--- start Dataset entries ---
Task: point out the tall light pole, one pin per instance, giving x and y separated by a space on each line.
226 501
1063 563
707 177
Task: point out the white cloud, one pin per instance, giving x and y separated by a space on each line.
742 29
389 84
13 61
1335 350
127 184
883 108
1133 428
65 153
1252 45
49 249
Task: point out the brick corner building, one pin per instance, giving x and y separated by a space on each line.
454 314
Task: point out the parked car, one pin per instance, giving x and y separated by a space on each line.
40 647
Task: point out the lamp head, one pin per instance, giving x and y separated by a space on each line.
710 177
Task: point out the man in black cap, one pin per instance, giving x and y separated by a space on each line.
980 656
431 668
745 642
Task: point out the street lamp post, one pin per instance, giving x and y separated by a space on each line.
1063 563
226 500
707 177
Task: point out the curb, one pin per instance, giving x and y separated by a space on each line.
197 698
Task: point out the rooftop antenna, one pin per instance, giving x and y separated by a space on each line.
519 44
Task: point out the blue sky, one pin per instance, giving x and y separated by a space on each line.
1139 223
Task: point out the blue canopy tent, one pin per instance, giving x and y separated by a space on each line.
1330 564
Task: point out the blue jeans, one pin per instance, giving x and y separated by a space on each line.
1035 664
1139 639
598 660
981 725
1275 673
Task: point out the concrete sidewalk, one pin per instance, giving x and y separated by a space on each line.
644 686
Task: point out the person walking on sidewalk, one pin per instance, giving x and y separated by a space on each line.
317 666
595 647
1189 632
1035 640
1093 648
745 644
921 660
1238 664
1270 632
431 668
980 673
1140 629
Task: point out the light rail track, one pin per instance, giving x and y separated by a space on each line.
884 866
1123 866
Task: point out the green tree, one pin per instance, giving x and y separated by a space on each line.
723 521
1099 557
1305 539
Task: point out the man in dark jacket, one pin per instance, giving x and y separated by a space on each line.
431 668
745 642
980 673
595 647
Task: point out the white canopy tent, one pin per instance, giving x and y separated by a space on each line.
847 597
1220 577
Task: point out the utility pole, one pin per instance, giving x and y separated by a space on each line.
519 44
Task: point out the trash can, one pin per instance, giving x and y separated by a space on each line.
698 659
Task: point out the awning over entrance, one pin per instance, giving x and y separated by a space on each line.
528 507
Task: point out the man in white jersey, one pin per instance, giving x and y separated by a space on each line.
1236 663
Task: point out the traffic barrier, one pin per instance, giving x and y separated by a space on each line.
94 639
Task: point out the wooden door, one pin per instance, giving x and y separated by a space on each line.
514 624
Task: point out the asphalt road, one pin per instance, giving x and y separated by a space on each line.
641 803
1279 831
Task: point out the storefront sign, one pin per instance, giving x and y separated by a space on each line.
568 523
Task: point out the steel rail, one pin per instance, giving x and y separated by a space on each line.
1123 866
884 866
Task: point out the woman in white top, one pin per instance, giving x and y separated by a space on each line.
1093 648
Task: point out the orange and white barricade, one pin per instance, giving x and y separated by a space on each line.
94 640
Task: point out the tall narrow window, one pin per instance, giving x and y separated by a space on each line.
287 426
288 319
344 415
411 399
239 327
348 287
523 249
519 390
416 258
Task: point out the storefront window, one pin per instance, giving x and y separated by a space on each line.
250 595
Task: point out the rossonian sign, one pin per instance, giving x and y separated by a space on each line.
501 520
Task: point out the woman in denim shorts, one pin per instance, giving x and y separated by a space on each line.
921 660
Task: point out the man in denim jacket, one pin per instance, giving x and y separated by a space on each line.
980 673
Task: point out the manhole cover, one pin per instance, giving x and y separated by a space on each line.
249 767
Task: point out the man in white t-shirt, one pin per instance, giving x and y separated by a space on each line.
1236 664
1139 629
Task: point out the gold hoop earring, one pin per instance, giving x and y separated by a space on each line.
--- end Dataset entries ---
--- start Dataset entries ---
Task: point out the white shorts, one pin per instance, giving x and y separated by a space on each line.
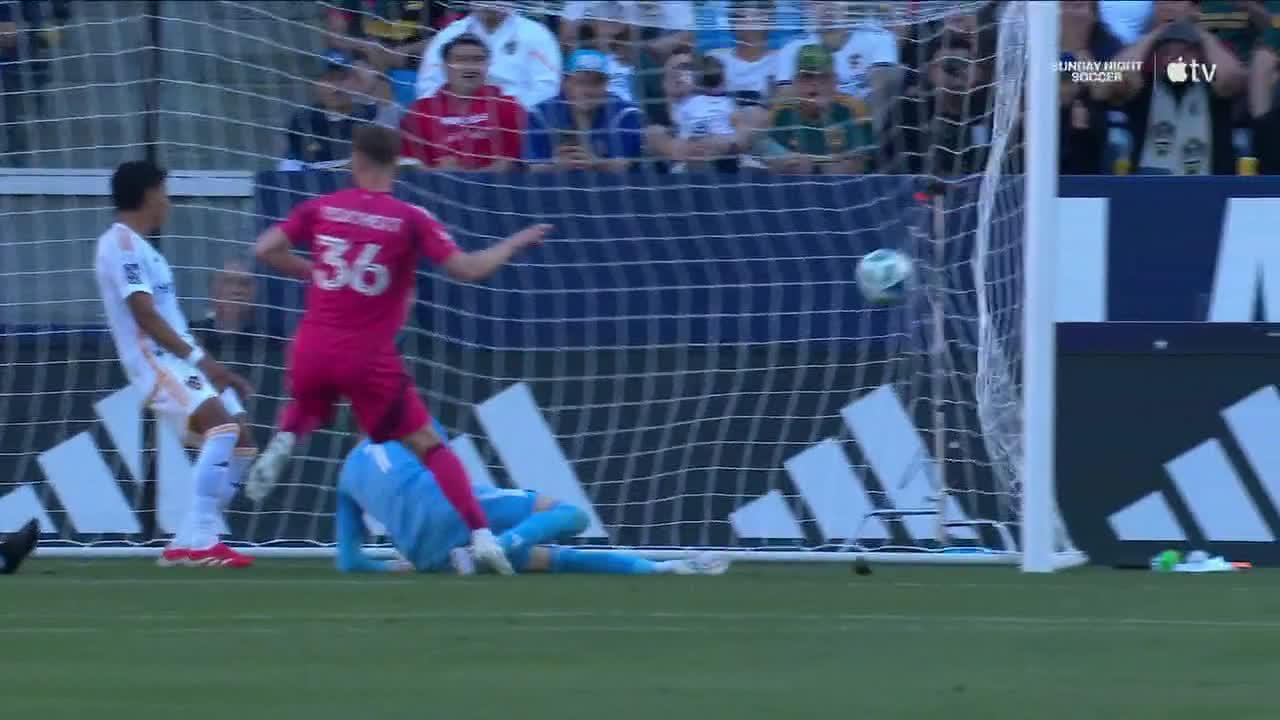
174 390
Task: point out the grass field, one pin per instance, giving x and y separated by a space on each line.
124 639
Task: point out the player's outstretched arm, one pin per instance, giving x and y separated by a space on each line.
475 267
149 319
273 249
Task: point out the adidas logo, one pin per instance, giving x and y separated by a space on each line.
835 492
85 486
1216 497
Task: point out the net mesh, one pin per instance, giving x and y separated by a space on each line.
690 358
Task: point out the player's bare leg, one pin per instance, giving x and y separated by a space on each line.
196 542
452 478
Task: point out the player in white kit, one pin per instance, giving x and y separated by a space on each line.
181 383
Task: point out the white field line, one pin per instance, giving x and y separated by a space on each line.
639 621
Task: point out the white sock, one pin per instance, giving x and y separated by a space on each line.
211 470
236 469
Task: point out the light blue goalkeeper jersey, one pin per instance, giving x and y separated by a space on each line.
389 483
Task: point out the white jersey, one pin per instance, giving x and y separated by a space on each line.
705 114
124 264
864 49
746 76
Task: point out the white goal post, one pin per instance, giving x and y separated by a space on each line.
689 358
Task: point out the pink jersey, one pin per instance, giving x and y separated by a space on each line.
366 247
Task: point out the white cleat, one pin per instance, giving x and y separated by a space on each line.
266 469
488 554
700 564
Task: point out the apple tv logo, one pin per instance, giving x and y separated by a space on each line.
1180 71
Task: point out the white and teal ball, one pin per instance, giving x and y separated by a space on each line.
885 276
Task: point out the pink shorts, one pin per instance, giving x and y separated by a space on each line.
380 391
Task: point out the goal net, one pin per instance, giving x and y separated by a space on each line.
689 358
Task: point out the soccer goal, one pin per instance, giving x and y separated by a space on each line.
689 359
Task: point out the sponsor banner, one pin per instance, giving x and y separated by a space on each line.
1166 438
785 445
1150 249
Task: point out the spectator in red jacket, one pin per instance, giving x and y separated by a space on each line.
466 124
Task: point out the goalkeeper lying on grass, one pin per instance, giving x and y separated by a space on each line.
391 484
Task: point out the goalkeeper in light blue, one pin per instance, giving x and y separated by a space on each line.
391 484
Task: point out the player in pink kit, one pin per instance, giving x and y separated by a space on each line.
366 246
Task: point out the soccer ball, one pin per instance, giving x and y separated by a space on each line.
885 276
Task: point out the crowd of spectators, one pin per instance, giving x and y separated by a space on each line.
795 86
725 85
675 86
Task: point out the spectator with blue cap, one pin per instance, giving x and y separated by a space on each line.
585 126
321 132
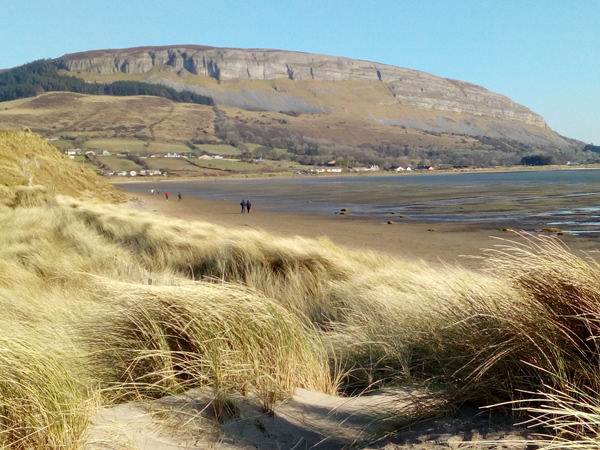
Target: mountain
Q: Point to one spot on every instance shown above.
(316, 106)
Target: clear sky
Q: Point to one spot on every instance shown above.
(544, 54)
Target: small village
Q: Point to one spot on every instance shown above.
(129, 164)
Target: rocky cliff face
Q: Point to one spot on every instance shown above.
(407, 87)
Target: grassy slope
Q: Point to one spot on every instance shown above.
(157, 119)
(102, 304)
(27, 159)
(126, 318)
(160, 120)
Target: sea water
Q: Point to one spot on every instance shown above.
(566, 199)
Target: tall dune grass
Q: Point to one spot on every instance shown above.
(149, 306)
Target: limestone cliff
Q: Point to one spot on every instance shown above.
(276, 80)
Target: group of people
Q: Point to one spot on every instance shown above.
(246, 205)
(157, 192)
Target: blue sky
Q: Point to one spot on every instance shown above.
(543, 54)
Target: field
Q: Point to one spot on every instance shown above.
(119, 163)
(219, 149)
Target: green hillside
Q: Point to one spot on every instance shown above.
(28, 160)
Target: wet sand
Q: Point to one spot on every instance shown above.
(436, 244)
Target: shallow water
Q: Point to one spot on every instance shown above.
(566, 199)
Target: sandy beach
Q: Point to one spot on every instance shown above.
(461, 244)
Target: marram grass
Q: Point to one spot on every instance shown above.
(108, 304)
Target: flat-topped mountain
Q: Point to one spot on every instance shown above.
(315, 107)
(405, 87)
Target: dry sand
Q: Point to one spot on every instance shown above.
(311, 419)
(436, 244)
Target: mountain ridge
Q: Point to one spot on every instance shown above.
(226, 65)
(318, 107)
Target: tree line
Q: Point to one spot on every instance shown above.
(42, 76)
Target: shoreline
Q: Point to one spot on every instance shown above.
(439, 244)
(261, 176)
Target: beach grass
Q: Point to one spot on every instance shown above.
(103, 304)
--- end Dataset entries ---
--- start Dataset entries ---
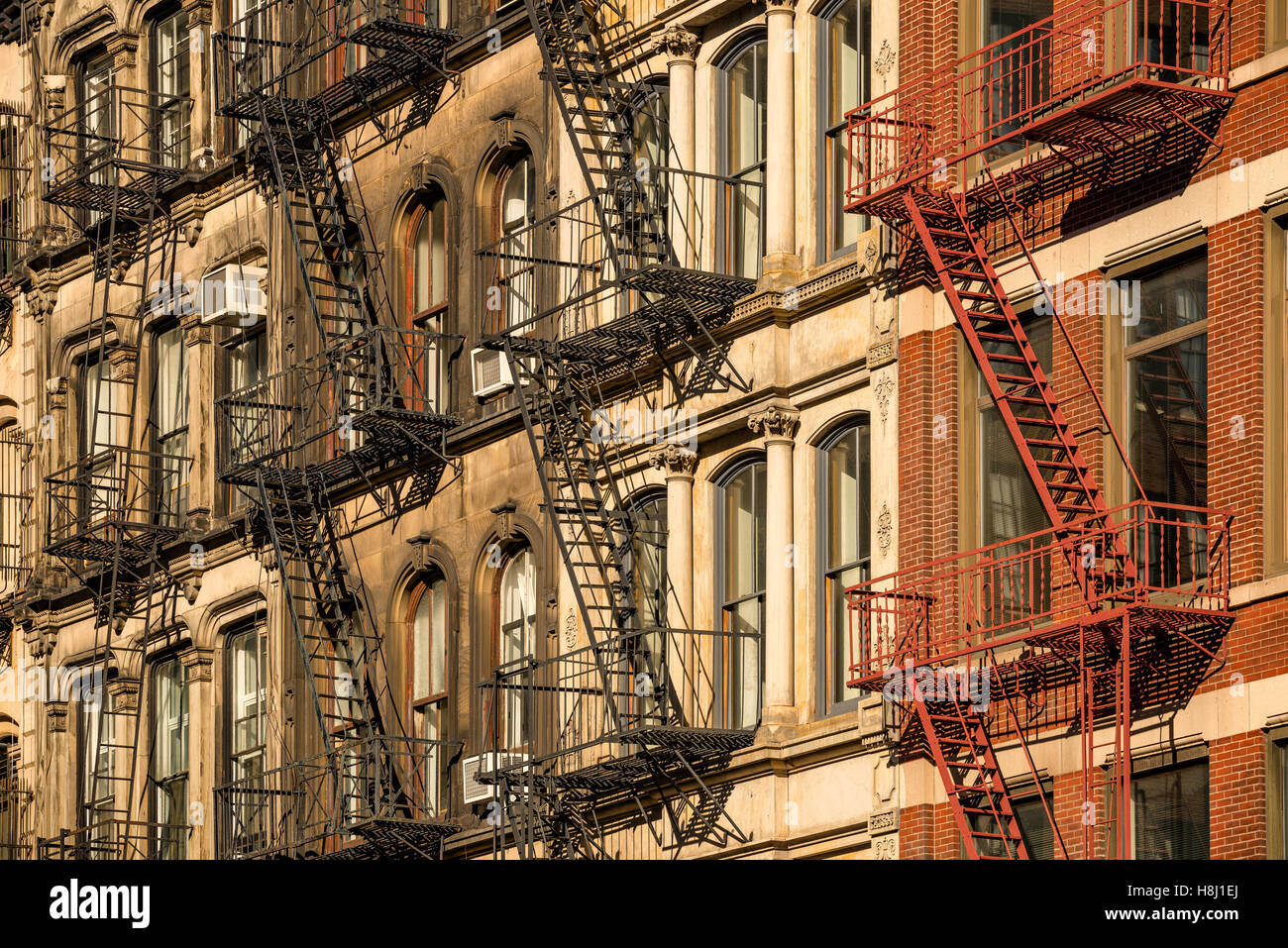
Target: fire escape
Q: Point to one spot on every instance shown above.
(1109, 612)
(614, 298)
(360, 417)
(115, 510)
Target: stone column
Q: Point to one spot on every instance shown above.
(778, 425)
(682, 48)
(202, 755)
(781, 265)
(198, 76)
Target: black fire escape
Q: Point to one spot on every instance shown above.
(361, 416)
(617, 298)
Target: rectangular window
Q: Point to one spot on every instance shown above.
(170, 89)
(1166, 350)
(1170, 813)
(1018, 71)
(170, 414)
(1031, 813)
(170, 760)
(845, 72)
--- end Dataset entries ---
Find every line above that contains the word "ball" and copy each one out.

## [Reply to the exercise]
Task: point out the white and teal ball, one pin per instance, giving x and y separated by a space on each line.
Task: point out the soccer ball, one pin per instance, giving x and y separated by a space on each line.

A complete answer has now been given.